- [What is required] Your response should reproduce every line of the entries that contains the word "hill".

- [Task material]
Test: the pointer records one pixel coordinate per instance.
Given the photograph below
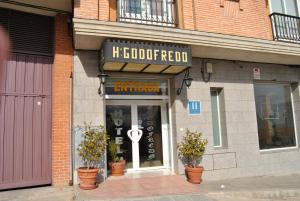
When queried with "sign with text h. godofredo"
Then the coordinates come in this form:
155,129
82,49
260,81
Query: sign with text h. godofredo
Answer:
126,51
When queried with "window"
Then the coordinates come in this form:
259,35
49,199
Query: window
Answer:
147,11
274,115
216,117
288,7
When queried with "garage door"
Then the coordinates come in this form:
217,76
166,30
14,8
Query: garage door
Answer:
25,101
25,121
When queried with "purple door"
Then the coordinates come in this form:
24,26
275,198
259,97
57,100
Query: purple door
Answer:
25,121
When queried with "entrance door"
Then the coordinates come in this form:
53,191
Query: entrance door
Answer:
140,129
25,121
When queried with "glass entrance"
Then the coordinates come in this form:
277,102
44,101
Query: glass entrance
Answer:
141,132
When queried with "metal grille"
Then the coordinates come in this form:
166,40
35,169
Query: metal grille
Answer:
153,12
285,27
29,33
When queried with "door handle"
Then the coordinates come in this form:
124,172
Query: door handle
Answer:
135,135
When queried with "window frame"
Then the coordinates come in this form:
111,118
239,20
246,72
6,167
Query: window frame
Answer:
217,90
293,115
284,5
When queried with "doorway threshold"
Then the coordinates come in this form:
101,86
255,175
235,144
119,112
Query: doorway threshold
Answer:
143,174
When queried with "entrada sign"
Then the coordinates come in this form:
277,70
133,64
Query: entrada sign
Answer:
123,86
130,86
146,52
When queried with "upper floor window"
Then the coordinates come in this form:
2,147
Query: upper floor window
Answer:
155,12
285,20
288,7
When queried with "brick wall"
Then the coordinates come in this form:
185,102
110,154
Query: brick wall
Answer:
247,18
60,102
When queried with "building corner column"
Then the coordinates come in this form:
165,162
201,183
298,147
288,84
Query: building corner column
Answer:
61,73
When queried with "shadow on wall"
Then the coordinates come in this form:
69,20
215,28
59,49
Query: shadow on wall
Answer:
77,3
89,62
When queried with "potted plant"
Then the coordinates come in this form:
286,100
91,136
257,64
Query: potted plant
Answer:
90,151
191,150
117,164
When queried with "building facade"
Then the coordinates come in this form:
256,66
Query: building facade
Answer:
226,68
244,96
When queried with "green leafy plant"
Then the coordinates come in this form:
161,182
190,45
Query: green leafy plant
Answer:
192,147
113,151
93,145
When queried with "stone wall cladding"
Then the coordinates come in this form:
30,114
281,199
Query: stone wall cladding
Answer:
62,68
236,79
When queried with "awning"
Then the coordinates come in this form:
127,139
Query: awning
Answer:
145,57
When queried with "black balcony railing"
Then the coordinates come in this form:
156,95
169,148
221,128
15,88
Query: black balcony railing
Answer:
285,27
153,12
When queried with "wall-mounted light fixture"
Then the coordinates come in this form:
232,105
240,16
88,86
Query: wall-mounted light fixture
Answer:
102,77
187,80
207,68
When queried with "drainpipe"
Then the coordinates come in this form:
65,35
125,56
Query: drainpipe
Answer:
71,162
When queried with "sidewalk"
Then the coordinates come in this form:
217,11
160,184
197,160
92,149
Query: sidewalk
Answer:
169,188
173,188
48,193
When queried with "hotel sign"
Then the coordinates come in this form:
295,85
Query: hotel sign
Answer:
146,52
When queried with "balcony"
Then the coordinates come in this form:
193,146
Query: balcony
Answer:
150,12
285,27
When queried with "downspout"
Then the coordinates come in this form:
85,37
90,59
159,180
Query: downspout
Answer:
71,162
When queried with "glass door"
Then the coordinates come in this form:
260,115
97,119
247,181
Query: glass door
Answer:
140,129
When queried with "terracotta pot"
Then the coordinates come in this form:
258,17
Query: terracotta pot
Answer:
88,178
117,168
194,175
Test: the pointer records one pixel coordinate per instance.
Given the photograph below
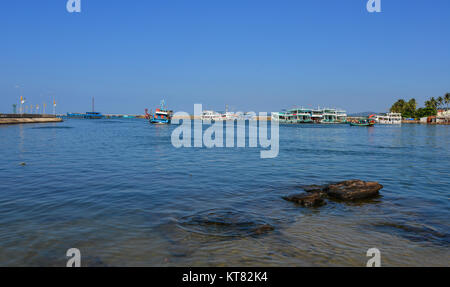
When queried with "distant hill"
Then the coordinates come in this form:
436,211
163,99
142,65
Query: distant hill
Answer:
362,114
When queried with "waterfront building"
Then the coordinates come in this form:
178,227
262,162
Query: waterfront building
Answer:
302,115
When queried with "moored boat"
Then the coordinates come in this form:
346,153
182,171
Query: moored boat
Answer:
369,122
162,116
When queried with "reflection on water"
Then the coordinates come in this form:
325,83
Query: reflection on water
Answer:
119,191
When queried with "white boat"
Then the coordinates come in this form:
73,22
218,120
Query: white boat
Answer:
389,119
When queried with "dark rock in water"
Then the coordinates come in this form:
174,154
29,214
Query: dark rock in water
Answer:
353,189
263,229
225,223
307,200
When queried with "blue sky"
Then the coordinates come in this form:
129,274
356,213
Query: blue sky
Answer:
260,55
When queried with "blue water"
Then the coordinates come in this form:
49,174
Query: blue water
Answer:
122,194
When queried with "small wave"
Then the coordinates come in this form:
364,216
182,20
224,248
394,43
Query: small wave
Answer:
225,223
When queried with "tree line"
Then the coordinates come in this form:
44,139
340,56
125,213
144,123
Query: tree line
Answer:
409,109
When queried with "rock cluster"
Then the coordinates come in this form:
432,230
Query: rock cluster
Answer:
346,190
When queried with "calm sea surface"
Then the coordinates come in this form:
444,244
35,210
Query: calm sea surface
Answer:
122,194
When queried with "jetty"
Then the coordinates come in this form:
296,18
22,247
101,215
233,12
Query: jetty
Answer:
10,119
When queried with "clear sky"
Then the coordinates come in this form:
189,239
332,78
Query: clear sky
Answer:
259,55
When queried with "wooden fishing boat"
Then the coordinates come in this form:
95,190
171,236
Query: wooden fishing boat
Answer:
162,116
368,124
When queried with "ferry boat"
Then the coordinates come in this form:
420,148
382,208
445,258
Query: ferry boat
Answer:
305,116
211,116
162,116
368,122
88,116
389,119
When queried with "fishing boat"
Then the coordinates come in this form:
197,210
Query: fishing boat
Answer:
389,119
362,124
369,122
89,115
305,116
162,116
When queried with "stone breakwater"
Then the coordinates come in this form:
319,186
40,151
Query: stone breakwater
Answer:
11,121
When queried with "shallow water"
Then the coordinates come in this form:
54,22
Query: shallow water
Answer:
122,194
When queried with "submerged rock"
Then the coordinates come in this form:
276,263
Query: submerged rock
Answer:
225,223
353,189
344,190
263,229
308,200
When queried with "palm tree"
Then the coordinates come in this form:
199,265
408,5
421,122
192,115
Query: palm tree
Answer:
440,102
433,103
447,99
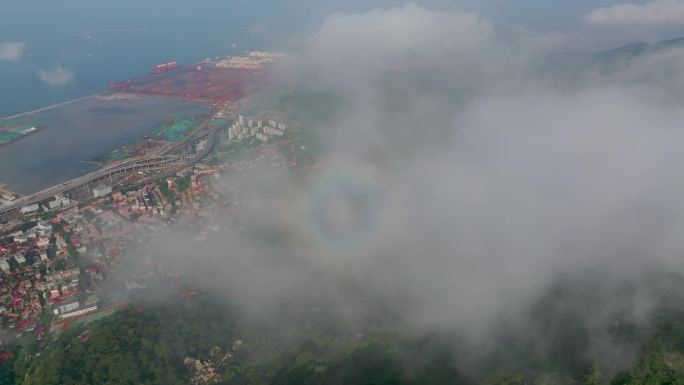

- [Exercise output]
When queried with "distant hill"
Query: distant hill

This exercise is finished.